• _Задания_:
[1] Кого, согласно отрывку о Каггве, предлагалось включить в Совет батака?
[2] Продолжите отрывок о Каггве, начав сразу после его последнего предложения.

• _Отрывок_:
Текст книги "У великих африканских озер"
Автор книги: Александр Балезин
Жанр:
История
сообщить о нарушении
Текущая страница: 10 (всего у книги 19 страниц)
Выразитель интересов бугандийской знати
Кстати, о заслугах Каггвы перед британским правительством. Да, он был, используя более поздний термин, коллаборационистом – сотрудничал с чужеземными завоевателями и способствовал распространению и укреплению их власти в Уганде. Но все же это сотрудничество было неоднозначно. Он пытался прежде всего – ив ходе переговоров о Соглашении 1900 года, и в последующем – отстоять в максимально возможных пределах самостоятельность «туземного» правительства Буганды в рамках британского протектората Уганда. Конечно, для Каггвы это было связано с расширением его собственной власти, но не только, И, надо отдать ему справедливость, в этом он преуспел. Вся его политическая карьера после 1900 года может служить тому подтверждением.
В своей активной переписке с «белыми» властями протектората (а над Каггвой стояли только два белых чиновника – комиссар провинции Буганда и губернатор протектората Уганда) он выдвигает различные предложения, направленные на усиление позиций своих сторонников. Например, предлагает создать в Буганде Совет батака и включить в него баганда, имеющих не меньше десяти квадратных миль земли. Для чего это было нужно? Каггва, как и два других регента, подписавших письмо, выражали интересы нового социального слоя Буганды – крупных землевладельцев колониально-феодального типа. Того самого, который они сами создали в ходе раздачи земель «тысяче вождей» по Соглашению 1900 года. Не все получившие тогда частные земли заняли должности колониальных вождей. Каггва хотел придать официальный статус вождей крупным землевладельцам и контролировать их деятельность: вряд ли приходится сомневаться в том, что президентом этого нового органа был бы избран именно он.

• _Исходные данные_:
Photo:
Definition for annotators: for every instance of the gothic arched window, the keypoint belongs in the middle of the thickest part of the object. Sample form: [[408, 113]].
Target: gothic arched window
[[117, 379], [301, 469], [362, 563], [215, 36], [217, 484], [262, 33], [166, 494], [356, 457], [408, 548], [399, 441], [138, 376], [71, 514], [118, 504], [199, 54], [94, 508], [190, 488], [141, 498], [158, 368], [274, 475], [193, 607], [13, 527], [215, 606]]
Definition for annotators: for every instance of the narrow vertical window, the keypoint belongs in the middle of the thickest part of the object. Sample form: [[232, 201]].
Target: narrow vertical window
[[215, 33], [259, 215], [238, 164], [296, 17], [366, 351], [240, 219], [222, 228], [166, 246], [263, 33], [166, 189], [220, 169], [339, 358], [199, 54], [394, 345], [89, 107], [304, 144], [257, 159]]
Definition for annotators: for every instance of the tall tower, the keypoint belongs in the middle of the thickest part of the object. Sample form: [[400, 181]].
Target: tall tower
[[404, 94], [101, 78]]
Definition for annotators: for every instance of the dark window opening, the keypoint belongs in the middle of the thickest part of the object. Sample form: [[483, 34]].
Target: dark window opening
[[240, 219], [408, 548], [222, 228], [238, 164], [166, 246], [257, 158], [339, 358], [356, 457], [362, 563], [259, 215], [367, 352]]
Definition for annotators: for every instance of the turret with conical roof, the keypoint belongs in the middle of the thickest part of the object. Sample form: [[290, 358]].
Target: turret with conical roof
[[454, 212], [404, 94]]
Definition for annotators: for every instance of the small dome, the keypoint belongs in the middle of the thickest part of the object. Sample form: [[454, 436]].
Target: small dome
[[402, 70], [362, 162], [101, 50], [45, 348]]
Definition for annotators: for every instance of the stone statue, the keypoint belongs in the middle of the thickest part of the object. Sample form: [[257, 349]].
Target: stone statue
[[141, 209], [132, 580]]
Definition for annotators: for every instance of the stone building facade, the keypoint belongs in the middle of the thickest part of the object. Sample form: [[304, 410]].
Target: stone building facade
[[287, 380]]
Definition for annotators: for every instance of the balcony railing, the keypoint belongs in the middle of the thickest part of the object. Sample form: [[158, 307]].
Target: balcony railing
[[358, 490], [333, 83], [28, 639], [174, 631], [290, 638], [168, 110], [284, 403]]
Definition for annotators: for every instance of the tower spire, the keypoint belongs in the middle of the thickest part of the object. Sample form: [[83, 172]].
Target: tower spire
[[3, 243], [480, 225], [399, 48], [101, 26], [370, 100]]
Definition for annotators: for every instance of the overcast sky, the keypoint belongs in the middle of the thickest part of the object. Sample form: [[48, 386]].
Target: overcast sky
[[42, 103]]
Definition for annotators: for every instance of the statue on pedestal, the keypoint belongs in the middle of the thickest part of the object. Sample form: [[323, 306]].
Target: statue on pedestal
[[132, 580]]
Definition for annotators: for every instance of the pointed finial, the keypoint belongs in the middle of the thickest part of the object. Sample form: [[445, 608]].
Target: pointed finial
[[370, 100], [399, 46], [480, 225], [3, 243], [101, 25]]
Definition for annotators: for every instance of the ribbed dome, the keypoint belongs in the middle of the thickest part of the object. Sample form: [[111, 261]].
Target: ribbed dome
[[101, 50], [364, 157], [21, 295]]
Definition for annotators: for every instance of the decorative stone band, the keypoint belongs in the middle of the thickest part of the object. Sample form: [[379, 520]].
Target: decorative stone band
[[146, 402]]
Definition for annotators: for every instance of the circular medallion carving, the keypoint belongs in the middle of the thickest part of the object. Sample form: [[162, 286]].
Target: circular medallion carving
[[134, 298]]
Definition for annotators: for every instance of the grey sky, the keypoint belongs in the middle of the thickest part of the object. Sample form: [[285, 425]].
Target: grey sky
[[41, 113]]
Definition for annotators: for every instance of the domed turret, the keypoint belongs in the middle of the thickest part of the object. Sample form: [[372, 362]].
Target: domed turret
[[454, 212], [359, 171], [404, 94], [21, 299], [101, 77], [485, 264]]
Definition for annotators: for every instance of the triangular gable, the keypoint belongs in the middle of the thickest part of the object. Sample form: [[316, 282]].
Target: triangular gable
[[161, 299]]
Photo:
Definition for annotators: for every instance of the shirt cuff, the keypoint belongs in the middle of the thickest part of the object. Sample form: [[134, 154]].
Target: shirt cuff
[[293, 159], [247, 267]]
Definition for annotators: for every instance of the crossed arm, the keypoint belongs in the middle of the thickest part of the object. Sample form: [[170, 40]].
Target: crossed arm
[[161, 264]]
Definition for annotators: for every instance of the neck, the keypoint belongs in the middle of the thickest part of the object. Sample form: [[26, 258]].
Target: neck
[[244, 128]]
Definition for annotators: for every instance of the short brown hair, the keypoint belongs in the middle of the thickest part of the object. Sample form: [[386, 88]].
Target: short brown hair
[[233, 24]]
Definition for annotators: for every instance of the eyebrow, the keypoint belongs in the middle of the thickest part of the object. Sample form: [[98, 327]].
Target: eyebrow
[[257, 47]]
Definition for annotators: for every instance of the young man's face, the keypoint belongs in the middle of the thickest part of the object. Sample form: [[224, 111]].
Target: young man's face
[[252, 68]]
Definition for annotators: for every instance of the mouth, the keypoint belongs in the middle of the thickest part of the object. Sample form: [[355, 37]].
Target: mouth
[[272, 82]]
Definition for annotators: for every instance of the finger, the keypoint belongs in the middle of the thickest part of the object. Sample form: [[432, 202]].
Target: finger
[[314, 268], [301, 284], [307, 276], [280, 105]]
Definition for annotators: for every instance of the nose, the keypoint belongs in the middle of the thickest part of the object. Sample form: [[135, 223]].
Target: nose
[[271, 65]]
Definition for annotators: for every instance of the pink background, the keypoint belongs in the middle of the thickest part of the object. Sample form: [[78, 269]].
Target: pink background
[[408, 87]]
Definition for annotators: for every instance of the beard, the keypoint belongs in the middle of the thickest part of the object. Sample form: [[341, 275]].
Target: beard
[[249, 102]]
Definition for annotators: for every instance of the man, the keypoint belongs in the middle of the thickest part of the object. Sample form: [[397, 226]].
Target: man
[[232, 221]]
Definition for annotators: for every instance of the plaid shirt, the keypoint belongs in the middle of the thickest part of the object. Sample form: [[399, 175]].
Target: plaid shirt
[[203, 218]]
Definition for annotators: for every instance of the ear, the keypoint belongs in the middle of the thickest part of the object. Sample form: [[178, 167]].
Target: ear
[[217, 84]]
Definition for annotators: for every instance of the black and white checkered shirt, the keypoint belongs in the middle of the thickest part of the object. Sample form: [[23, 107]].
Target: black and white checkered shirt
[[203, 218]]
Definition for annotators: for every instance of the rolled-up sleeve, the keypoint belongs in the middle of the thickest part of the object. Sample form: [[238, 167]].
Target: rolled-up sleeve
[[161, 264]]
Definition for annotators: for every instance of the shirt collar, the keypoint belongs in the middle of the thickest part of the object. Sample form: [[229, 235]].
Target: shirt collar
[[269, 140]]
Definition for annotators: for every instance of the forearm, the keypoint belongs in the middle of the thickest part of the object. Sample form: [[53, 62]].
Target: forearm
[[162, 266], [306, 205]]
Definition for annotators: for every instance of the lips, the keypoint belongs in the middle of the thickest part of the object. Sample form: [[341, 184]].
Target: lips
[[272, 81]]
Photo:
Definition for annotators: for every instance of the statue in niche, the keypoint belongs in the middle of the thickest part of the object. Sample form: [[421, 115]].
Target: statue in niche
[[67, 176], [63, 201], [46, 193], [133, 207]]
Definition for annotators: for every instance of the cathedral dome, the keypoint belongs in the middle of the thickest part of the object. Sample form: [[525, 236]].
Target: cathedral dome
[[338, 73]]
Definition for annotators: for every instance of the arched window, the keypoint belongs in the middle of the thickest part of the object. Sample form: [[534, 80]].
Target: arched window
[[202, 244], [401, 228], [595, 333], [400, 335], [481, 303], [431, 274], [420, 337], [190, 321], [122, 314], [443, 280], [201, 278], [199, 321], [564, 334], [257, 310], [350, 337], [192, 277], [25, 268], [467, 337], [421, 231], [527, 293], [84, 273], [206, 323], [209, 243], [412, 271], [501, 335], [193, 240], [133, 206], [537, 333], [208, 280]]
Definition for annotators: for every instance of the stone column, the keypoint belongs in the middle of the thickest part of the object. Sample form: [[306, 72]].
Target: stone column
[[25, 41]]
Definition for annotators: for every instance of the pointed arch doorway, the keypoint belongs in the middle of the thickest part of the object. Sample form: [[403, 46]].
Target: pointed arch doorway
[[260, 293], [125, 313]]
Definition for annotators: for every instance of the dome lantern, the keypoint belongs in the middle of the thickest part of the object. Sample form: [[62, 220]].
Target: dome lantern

• _Ответы_:
[1] Баганда, имеющих не меньше десяти квадратных миль земли.

[2]
Идея создания такого совета преследовала еще одну социальную цель. Не случайно его предлагалось назвать «Совет батака». Батака в Буганде назывались родовые старейшины, которые еще в доколониальные времена были оттеснены от политической власти за счет служилой аристократии – бами. К концу XIX века в результате передачи земель в кормление служилой аристократии батака превратились в хранителей родовых захоронений. Таким образом, они были естественными социальными врагами бами, к которым принадлежал Каггва и его окружение, поэтому и при раздаче земель по Соглашению 1900 года батака почти ничего не получили. Предлагая создание Совета батака из колониальных вождей, Каггва и его окружение хотели присвоить себе еще и статус родовых старейшин.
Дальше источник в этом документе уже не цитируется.